_ARBEITSAUFTRAG_
Gib jede Zeile des folgenden Datensatzes zurück, in der die Zeichenfolge „person“ vorkommt. Groß- und Kleinschreibung ist dabei zu beachten.

:::

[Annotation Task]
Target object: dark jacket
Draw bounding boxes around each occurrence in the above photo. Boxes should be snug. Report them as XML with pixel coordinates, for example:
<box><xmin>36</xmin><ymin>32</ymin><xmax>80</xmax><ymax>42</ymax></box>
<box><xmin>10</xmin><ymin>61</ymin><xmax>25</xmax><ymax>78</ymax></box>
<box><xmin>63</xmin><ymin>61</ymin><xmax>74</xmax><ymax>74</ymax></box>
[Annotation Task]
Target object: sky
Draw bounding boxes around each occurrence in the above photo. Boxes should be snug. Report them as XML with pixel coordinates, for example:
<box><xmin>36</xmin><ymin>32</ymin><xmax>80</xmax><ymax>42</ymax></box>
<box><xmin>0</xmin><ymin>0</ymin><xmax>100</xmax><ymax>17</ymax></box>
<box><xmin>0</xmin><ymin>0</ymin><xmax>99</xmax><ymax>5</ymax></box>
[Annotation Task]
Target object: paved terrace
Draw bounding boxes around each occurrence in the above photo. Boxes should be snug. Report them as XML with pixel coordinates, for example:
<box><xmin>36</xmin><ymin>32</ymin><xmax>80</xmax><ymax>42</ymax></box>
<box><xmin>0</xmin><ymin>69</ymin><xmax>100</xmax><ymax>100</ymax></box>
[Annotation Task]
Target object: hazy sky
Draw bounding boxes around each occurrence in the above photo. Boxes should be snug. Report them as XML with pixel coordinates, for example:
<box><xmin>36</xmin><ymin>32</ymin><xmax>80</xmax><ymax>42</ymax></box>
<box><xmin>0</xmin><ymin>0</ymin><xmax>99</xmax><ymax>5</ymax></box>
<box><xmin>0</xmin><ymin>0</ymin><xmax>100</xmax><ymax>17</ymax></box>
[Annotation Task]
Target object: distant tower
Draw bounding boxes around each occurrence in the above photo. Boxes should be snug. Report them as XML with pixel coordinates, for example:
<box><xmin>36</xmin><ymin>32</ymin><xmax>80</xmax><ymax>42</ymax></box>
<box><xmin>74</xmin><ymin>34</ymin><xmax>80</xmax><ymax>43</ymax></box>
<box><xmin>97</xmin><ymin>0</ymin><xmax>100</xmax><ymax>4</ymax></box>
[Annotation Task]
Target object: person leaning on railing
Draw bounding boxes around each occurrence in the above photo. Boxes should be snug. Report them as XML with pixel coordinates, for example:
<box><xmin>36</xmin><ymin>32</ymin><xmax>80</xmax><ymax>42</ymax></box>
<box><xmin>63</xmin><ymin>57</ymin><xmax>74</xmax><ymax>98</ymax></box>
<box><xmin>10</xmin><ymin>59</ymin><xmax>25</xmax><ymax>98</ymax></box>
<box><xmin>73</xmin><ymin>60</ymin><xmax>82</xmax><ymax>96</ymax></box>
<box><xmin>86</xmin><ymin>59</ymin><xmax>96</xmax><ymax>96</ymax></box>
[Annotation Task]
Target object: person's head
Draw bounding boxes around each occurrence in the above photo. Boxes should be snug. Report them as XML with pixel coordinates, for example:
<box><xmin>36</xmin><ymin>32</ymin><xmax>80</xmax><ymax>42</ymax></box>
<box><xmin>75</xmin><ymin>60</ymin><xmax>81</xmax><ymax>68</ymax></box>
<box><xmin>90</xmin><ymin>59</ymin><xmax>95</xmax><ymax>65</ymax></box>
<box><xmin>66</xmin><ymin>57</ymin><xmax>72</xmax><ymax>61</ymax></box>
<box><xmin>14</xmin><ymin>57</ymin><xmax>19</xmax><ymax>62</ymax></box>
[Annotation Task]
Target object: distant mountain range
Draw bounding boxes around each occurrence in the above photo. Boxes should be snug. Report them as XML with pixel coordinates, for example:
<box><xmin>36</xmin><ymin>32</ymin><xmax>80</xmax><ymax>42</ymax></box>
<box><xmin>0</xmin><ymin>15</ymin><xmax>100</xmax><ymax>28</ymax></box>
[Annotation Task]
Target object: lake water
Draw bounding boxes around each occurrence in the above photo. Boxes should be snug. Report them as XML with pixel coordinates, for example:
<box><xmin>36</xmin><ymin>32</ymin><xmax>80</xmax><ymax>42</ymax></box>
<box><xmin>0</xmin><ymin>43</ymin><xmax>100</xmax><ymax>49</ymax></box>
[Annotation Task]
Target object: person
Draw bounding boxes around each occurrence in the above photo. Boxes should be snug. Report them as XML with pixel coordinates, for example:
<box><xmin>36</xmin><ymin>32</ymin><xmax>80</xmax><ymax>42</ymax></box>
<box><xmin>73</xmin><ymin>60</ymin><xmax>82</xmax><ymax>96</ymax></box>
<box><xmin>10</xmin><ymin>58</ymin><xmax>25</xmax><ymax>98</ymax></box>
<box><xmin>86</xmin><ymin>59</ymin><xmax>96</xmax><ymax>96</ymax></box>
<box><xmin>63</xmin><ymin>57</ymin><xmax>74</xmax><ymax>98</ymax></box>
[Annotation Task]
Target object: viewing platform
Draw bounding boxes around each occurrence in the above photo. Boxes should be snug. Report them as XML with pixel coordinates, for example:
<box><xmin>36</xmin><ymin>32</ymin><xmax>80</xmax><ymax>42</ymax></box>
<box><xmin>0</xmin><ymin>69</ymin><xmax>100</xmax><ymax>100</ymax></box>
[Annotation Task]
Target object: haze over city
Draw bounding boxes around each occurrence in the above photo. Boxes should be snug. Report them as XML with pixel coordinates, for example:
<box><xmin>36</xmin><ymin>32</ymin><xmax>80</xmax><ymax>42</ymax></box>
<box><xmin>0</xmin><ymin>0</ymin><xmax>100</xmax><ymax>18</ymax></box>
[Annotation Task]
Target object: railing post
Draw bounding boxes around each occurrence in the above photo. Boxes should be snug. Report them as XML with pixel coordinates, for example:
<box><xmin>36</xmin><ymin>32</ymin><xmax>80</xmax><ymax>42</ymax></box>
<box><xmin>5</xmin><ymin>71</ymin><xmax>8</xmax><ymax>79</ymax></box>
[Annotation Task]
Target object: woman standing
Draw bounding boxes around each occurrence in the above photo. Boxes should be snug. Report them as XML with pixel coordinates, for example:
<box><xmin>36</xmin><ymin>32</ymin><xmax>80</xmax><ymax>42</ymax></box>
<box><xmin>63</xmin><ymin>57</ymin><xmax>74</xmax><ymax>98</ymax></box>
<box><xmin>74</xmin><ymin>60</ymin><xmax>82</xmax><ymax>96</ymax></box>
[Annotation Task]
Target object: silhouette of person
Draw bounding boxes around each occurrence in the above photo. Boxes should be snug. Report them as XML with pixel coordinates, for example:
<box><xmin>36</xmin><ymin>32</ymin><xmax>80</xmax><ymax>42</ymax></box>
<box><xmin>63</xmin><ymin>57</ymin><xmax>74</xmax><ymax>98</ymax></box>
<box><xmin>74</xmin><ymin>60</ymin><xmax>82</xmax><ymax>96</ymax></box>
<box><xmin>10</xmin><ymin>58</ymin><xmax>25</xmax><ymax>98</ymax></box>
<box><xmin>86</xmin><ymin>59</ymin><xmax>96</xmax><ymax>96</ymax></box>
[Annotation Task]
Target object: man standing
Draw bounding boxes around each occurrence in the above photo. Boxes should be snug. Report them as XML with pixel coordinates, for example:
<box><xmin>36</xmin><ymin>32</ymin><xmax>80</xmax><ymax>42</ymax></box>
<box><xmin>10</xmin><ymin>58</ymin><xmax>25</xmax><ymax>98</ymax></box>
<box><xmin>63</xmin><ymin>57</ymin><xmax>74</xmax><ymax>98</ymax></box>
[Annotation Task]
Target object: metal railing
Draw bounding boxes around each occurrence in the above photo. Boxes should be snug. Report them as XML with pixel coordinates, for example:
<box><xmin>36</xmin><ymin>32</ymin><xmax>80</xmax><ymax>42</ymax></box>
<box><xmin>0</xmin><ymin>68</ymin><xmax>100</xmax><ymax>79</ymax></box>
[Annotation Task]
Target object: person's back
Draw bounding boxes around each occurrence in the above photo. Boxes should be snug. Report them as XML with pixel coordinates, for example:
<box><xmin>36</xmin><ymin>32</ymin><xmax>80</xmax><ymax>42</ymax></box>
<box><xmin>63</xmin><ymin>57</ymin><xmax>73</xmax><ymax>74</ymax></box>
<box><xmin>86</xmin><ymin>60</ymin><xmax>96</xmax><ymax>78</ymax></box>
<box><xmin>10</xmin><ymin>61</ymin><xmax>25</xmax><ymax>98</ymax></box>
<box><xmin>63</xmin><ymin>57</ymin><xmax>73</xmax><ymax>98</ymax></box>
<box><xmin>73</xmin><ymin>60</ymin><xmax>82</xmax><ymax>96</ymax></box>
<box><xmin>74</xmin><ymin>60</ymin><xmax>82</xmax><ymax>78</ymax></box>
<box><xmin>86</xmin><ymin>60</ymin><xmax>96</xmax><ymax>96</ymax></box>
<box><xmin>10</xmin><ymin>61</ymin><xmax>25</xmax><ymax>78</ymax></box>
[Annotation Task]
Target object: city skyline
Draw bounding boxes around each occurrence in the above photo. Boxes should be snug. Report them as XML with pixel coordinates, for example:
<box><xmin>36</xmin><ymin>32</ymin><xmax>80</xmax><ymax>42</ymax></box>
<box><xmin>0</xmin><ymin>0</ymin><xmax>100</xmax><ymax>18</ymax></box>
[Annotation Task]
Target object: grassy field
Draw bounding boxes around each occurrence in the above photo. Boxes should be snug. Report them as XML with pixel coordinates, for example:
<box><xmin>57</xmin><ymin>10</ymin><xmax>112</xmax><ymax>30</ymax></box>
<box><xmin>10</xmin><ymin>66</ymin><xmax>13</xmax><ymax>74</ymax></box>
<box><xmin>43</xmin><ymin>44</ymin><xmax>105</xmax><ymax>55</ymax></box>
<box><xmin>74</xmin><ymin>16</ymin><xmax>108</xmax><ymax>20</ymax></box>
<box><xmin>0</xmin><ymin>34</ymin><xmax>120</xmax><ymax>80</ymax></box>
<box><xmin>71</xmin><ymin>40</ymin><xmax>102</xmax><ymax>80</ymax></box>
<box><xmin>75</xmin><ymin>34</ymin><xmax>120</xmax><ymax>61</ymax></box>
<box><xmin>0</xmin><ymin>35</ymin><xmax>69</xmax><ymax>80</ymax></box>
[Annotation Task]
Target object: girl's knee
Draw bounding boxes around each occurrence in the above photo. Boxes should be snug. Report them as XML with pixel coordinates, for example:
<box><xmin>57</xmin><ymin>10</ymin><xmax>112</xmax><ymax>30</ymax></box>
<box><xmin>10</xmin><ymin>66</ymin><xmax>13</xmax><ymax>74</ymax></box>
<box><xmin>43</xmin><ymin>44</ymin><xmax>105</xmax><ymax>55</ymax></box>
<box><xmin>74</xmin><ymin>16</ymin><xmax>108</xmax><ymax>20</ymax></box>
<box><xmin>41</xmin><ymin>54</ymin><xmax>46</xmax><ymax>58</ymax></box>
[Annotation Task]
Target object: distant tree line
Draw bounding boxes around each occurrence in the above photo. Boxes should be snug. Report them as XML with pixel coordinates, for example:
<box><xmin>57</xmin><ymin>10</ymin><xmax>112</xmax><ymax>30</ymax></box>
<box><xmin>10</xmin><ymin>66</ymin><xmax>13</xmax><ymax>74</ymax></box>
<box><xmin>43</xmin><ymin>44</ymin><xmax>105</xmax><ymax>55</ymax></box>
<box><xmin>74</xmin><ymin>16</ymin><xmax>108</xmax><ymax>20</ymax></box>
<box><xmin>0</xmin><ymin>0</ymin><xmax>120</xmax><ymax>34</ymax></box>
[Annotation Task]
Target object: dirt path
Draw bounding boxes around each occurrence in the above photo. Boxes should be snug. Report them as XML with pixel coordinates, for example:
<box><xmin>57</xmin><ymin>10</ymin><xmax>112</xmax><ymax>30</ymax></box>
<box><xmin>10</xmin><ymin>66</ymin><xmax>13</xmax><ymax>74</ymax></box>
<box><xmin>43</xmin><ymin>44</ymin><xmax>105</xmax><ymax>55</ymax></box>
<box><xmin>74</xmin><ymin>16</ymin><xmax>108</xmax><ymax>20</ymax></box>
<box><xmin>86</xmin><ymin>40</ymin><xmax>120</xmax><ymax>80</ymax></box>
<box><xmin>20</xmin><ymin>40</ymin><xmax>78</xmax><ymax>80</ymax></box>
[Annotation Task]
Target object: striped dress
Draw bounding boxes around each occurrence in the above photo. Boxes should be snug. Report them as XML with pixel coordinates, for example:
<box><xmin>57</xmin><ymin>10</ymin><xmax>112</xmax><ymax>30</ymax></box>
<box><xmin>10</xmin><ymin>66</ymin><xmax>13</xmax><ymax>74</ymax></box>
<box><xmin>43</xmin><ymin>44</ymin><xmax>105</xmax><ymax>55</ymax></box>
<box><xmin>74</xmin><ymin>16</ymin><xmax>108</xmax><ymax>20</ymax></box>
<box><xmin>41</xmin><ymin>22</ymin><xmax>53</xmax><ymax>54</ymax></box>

:::

_ANTWORT ZUR AUFGABE_
Target object: person leaning on railing
Target object: person's head
Target object: person
Target object: silhouette of person
Target object: person's back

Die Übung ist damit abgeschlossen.